◆ Exercise details:
Please copy out the full passage below on a computational morphophonemic model for ancient Greek, word for word.

Current methods of computational morphological tagging provide no information with respect to the phonological processes that led to a given form’s inclusion in a particular morphological category. In order to retrieve this information for a particular form, one must undertake the cumbersome task of consulting the abstract phonological schemes in standard grammars and then attempt to manually apply those schemes to reconstruct the derivational path of the form in question (e.g. θεσος → -σ → θεός ). In light this state of affairs, it is our contention that a computational morphophonemic model is needed. This model would utilize both deductive and inductive approaches to verify and display the morphophonemic derivational patterns of existing lexical forms in ancient Greek. The deductive aspect of the project would entail leveraging the phonological and morphological paradigms contained in various grammars as well as existing texts with rich information to establish a set of formalized morphophonemic rules that are manually encoded into a functional computer language. This program is then run against a text in order to isolate patterns that betray information as to where and how this rule applies. Moreover, the inductive aspect of the project will entail applying the aforementioned rules to a unicode phonological script (i.e. consonants, vowels, and diacritics) in an effort to computationally construct the phonological derivation of existing morphological and lexical forms. In short, we are proposing a dynamic morphophonemic data set for ancient Greek that is partly manual and partly automated. We manually specify prototypical patterns along with exceptions to the patterns; the computer then applies those patterns, showing where they occur.

◆ Data:
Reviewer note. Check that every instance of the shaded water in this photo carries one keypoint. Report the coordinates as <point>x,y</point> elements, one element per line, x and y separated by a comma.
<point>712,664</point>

◆ Exercise solution:
Current methods of computational morphological tagging provide no information with respect to the phonological processes that led to a given form’s inclusion in a particular morphological category. In order to retrieve this information for a particular form, one must undertake the cumbersome task of consulting the abstract phonological schemes in standard grammars and then attempt to manually apply those schemes to reconstruct the derivational path of the form in question (e.g. θεσος → -σ → θεός ). In light this state of affairs, it is our contention that a computational morphophonemic model is needed. This model would utilize both deductive and inductive approaches to verify and display the morphophonemic derivational patterns of existing lexical forms in ancient Greek. The deductive aspect of the project would entail leveraging the phonological and morphological paradigms contained in various grammars as well as existing texts with rich information to establish a set of formalized morphophonemic rules that are manually encoded into a functional computer language. This program is then run against a text in order to isolate patterns that betray information as to where and how this rule applies. Moreover, the inductive aspect of the project will entail applying the aforementioned rules to a unicode phonological script (i.e. consonants, vowels, and diacritics) in an effort to computationally construct the phonological derivation of existing morphological and lexical forms. In short, we are proposing a dynamic morphophonemic data set for ancient Greek that is partly manual and partly automated. We manually specify prototypical patterns along with exceptions to the patterns; the computer then applies those patterns, showing where they occur.